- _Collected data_
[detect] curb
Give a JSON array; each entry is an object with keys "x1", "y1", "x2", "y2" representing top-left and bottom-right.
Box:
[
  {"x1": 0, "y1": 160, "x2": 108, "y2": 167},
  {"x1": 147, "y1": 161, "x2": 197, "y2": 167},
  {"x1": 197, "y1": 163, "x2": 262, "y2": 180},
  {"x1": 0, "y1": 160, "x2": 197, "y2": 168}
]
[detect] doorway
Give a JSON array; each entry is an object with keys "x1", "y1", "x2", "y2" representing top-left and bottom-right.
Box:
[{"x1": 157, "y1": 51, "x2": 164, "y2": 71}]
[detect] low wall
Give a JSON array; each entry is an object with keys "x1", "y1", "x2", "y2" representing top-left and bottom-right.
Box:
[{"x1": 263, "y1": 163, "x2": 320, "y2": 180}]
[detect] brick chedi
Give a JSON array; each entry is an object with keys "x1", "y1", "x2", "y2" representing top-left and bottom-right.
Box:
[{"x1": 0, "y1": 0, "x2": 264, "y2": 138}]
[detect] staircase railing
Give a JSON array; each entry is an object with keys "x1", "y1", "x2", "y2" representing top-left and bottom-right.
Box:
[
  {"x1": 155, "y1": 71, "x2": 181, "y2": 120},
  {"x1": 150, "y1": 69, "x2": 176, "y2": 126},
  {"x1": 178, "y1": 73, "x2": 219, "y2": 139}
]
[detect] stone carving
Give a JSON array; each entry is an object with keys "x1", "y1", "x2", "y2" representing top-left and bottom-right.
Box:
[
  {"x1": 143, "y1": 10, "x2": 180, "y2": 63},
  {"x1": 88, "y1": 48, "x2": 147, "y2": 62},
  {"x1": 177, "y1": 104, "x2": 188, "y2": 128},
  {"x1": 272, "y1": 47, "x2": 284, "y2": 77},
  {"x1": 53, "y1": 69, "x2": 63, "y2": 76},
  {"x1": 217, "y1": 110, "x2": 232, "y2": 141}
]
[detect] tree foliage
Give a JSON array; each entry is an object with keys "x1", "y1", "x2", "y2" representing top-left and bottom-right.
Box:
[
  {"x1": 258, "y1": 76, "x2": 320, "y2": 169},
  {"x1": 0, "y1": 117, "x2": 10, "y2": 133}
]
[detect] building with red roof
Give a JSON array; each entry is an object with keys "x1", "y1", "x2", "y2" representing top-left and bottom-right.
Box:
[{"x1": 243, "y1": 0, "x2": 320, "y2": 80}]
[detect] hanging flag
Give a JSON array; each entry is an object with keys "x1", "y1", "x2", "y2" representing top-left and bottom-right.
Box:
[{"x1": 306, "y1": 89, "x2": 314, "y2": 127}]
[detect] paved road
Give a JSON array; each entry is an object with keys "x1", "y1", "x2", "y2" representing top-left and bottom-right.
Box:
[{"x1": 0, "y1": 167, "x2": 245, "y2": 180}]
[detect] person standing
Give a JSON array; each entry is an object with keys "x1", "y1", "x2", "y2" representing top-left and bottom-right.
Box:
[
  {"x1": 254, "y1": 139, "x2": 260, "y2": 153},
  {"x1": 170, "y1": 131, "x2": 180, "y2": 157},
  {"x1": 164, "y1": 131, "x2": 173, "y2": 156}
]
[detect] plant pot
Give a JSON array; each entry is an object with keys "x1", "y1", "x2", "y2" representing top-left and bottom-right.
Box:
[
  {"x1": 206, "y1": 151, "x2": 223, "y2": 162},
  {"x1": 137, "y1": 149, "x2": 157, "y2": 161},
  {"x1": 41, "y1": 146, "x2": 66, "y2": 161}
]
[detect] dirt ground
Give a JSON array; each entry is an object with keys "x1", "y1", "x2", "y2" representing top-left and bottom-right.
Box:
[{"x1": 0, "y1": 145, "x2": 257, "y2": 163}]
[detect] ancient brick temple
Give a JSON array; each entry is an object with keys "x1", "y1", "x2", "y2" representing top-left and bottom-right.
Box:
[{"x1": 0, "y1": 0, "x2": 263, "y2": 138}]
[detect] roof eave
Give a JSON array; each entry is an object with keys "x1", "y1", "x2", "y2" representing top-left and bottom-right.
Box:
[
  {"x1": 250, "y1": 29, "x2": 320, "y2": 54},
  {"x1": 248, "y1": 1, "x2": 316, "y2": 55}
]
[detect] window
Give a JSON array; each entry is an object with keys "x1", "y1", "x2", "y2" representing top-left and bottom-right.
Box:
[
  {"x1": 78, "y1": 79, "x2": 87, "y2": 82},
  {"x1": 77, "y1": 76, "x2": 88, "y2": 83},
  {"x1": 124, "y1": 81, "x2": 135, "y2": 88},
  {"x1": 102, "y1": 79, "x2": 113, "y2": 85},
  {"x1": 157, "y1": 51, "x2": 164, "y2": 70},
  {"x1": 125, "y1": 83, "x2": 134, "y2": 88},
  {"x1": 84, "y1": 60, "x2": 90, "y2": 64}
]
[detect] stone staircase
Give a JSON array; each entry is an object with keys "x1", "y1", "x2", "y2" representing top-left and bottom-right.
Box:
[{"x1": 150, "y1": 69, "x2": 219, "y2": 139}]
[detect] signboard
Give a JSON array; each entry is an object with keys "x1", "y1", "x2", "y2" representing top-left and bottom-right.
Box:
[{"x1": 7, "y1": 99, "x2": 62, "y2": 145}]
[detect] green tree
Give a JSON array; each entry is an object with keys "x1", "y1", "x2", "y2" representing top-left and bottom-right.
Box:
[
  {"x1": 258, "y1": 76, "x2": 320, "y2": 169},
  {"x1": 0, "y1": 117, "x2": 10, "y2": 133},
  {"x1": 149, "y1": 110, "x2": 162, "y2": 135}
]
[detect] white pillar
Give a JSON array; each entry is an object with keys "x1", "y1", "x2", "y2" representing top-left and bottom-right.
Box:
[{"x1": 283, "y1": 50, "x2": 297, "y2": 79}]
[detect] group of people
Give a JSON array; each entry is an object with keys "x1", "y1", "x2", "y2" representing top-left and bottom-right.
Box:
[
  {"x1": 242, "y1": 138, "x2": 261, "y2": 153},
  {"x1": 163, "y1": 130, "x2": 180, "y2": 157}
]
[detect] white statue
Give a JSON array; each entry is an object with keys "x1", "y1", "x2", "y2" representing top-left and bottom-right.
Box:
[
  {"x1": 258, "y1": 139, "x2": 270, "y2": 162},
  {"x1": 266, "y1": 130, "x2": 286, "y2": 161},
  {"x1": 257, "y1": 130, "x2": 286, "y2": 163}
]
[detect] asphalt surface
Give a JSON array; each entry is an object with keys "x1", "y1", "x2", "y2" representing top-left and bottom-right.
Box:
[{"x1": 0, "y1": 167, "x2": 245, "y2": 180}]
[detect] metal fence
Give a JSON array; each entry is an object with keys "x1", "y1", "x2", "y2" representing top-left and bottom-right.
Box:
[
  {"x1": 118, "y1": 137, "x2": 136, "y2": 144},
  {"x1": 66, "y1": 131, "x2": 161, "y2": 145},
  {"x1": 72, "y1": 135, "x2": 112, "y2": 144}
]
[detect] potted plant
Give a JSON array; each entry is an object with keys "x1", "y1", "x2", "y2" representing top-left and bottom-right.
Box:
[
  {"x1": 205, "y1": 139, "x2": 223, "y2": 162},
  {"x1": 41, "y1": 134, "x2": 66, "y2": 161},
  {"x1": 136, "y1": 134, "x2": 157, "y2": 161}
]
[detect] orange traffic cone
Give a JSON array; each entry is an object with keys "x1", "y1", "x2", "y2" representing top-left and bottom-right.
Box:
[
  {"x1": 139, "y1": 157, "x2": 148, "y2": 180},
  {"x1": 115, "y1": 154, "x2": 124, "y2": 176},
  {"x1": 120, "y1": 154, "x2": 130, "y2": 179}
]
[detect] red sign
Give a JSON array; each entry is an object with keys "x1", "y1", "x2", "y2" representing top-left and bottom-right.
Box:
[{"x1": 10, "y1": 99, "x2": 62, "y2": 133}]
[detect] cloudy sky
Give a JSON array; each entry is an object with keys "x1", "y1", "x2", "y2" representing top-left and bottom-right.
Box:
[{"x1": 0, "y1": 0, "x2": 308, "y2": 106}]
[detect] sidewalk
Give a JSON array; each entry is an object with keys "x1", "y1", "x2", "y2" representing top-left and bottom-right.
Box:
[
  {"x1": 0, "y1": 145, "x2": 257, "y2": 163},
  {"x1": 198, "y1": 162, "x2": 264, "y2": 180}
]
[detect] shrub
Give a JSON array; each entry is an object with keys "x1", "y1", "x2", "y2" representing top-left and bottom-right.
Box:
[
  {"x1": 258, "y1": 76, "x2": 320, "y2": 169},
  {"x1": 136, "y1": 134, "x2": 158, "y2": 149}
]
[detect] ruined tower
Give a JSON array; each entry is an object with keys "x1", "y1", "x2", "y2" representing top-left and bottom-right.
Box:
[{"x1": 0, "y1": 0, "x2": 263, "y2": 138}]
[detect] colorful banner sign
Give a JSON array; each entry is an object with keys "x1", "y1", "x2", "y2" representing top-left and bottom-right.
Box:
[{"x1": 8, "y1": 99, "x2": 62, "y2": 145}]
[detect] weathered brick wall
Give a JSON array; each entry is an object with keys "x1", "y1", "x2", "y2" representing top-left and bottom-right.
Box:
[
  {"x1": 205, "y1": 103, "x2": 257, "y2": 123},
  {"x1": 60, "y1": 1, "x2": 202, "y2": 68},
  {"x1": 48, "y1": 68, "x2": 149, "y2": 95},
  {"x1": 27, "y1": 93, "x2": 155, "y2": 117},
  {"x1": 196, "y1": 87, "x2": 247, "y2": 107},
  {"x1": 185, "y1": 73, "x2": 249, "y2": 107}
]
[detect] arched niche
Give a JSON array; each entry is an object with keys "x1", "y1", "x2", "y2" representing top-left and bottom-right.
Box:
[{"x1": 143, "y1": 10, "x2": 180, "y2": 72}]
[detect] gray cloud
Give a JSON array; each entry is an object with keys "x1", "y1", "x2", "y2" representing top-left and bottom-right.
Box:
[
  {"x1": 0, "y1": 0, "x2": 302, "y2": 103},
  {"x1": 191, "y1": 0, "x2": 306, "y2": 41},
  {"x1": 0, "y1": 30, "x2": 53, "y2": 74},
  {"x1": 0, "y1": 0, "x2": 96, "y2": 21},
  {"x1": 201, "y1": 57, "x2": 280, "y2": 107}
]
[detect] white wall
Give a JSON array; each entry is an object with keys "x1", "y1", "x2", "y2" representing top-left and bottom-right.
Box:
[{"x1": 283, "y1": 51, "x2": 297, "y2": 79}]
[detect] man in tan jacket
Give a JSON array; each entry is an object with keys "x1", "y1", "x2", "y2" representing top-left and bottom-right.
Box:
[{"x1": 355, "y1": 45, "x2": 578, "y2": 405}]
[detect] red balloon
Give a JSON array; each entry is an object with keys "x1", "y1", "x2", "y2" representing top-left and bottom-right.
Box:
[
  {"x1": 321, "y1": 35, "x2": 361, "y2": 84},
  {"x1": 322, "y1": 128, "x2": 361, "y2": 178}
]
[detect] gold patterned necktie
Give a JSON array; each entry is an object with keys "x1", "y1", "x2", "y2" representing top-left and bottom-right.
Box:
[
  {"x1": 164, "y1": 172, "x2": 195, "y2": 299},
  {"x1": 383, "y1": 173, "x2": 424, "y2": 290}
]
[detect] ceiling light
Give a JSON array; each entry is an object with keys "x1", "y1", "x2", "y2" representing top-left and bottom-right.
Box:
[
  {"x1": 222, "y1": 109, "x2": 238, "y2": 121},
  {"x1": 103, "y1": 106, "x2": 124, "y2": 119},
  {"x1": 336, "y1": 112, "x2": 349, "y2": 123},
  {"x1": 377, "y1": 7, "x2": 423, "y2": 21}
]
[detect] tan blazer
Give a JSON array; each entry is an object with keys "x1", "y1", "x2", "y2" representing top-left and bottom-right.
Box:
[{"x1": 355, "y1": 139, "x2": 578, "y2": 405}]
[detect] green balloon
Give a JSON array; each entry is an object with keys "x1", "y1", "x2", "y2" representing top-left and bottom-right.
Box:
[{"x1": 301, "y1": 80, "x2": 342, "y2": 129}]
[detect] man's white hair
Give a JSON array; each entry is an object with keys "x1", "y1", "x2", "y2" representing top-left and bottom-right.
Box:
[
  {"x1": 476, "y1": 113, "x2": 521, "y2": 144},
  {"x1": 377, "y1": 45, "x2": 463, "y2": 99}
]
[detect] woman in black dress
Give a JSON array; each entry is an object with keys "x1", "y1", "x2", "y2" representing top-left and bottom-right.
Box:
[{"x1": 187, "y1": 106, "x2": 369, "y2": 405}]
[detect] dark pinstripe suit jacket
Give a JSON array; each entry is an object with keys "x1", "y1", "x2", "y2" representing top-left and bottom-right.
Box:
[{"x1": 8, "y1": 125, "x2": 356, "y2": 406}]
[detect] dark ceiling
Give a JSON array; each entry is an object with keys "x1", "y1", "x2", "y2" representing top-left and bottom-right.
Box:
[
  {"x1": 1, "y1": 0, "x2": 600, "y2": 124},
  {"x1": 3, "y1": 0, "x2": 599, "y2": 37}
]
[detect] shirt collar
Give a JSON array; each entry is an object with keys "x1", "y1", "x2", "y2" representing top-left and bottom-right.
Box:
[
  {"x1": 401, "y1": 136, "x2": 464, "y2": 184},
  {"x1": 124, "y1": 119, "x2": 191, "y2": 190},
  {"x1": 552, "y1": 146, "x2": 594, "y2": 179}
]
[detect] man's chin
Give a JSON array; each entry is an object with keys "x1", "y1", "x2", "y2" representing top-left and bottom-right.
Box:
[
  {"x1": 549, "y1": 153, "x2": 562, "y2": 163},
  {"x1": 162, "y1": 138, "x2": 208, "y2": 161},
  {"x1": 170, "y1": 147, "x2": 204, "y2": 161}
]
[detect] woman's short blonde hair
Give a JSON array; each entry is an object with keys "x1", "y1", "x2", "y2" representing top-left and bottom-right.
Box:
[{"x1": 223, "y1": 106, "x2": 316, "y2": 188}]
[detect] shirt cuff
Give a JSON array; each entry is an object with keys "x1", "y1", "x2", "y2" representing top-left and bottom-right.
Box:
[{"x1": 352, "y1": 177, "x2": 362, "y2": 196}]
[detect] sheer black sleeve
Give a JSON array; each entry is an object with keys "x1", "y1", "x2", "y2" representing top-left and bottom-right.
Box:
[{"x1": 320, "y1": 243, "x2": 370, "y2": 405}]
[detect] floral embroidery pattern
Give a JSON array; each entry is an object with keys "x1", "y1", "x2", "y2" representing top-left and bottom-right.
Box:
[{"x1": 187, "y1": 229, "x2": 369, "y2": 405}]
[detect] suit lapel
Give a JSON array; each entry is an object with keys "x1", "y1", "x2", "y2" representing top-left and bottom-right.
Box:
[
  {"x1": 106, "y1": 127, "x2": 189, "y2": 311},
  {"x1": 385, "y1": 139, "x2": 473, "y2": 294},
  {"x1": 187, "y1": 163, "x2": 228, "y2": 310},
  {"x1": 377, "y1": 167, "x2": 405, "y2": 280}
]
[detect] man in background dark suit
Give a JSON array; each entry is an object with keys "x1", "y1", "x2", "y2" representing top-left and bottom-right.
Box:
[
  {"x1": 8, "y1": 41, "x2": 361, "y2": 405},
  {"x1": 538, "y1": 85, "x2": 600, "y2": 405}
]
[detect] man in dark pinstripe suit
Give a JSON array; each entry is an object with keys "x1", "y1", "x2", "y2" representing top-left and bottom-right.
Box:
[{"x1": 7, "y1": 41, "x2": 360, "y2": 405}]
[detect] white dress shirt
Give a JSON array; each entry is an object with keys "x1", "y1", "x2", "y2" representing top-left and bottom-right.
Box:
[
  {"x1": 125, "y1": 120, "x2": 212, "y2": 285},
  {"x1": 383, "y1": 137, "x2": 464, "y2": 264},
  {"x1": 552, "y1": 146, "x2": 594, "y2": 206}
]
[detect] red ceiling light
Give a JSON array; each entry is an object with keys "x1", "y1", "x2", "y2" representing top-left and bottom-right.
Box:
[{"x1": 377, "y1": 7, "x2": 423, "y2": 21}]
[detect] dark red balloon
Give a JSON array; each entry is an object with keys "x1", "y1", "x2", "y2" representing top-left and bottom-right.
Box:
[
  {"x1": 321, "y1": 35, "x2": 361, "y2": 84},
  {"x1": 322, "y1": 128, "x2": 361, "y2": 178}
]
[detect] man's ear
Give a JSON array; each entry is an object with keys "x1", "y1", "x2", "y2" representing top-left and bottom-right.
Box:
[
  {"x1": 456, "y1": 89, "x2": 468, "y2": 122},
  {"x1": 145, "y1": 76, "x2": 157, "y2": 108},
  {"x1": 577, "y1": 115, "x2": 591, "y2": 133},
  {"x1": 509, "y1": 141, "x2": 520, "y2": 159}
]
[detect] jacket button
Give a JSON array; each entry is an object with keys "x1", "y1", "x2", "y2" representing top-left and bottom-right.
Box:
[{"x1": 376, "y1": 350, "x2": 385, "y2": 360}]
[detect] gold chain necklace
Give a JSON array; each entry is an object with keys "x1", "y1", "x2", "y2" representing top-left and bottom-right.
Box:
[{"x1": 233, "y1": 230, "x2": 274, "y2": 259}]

- _EXERCISE DESCRIPTION_
Keep to the lines above, from the first one through the line where "[detect] doorway" appears, and copy them exactly.

- _THE ANSWER_
[detect] curb
Give a JSON array; each entry is an object with keys "x1", "y1", "x2", "y2" representing top-left and bottom-right.
Box:
[
  {"x1": 0, "y1": 160, "x2": 108, "y2": 167},
  {"x1": 147, "y1": 161, "x2": 197, "y2": 167},
  {"x1": 197, "y1": 163, "x2": 262, "y2": 180},
  {"x1": 0, "y1": 160, "x2": 197, "y2": 168}
]
[detect] doorway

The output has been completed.